ABOUT THIS EXERCISE → Write out, unchanged, the lines from the one holding "field, writing one line per instance." to the close of the listing. Both the first and last lines belong in it.

DATA SUPPLIED →
◆ ◆ ◆ ◆ ◆ ◆ ◆
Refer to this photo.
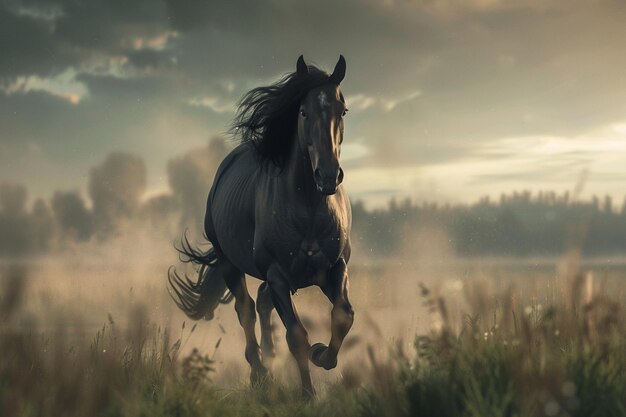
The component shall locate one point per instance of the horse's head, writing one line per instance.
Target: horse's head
(320, 127)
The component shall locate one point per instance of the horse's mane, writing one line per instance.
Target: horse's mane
(267, 116)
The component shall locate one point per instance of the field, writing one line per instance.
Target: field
(434, 336)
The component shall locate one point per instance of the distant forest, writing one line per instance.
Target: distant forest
(518, 224)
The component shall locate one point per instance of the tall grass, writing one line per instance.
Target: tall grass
(506, 357)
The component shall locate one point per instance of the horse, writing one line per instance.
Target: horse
(277, 211)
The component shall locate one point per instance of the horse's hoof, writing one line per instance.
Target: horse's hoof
(308, 394)
(318, 356)
(259, 376)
◆ ◆ ◆ ◆ ◆ ◆ ◆
RESPONSE AREA →
The component shall locate one point per instance of the field, writing one line per instance.
Target: field
(434, 336)
The component shall locate one point per instance of the distant forest, writing one line per instance.
Target: distant forest
(518, 224)
The component shall locate one point per instance of the tall grass, writing one line per instance.
Target: tall grass
(506, 357)
The component shall locate one point per instance of the horse, writing one line per instance.
Target: horse
(277, 211)
The component shall locate one point per instance of the horse's hoof, writing one line per instance.
Target: horse's hoof
(308, 394)
(318, 356)
(259, 376)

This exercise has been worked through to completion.